## START

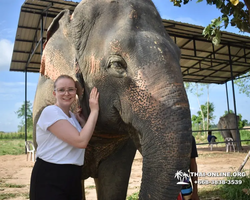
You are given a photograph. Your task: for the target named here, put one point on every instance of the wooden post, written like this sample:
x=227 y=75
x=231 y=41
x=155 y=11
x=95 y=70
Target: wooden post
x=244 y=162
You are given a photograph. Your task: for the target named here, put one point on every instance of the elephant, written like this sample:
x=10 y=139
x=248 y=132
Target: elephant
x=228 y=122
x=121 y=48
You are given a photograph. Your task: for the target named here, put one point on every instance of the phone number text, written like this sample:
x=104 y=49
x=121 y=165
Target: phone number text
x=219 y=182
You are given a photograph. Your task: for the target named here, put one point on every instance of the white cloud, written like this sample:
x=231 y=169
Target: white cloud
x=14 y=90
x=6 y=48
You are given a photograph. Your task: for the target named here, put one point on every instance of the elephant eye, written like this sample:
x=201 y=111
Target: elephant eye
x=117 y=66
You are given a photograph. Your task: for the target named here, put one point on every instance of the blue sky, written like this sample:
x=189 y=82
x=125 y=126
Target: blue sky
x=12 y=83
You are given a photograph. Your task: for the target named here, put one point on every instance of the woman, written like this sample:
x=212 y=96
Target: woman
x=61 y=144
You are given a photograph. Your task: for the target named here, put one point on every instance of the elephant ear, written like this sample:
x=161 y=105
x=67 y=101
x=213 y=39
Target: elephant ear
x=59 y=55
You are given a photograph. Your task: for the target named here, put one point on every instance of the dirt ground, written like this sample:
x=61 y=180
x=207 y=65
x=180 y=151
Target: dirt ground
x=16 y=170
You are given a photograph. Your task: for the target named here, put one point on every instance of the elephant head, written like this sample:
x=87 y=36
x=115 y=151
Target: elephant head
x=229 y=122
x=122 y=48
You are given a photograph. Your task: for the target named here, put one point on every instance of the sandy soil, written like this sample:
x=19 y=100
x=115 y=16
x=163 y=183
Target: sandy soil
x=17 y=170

## END
## START

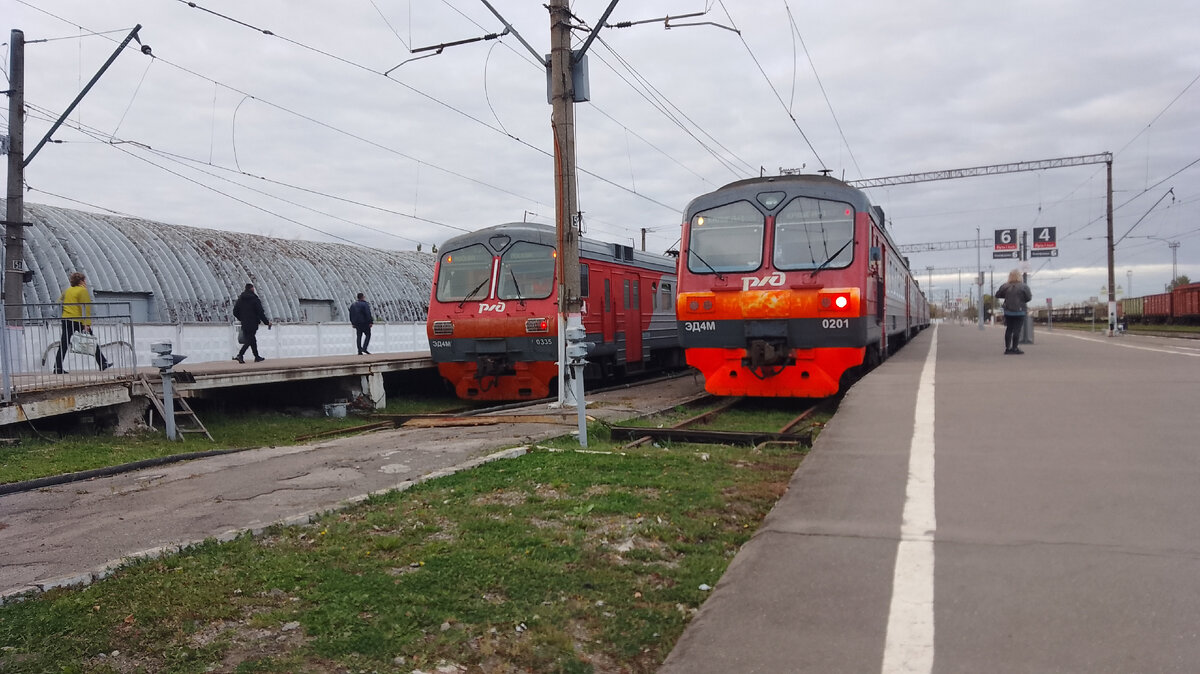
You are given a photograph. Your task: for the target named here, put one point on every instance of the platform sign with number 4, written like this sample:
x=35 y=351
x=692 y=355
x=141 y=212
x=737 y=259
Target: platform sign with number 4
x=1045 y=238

## END

Requirements:
Format the data from the line that has "of the phone" through the line that has "x=219 y=182" as a Markdown table with the columns Row and Line, giving each line a row number and leaving out blank lines.

Answer to the problem:
| Row | Line |
|---|---|
| 1 | You are given a photograph. Your task: for the target named here, put one point on every instance of the phone number text, written like this sample: |
| 2 | x=104 y=49 |
| 3 | x=121 y=165 |
| 4 | Target: phone number text |
| 5 | x=219 y=182 |